■ Problem details ■
Convert each line of the material below into a Markdown table with the columns Row and Line. Number the rows in order, and leave out blank lines.
___ Input ___
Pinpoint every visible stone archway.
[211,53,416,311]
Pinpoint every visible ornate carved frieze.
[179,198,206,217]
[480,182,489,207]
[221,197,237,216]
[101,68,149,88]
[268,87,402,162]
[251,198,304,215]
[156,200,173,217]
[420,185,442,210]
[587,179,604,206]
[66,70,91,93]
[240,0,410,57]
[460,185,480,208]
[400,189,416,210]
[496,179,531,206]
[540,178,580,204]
___
■ Result for this exercise ■
| Row | Line |
|---|---|
| 1 | Pinpoint every visible stone archway. |
| 2 | [211,53,416,311] |
| 3 | Pinpoint every visible ornate carved frieze. |
| 4 | [179,198,206,217] |
| 5 | [480,182,489,207] |
| 6 | [221,197,237,216] |
| 7 | [101,68,149,88] |
| 8 | [268,87,402,162] |
| 9 | [251,198,304,215] |
| 10 | [156,200,173,217] |
| 11 | [420,185,442,210] |
| 12 | [587,179,604,206] |
| 13 | [66,70,91,93] |
| 14 | [240,0,410,57] |
| 15 | [460,185,480,208] |
| 16 | [400,189,416,210] |
| 17 | [496,179,531,206] |
| 18 | [540,178,580,204] |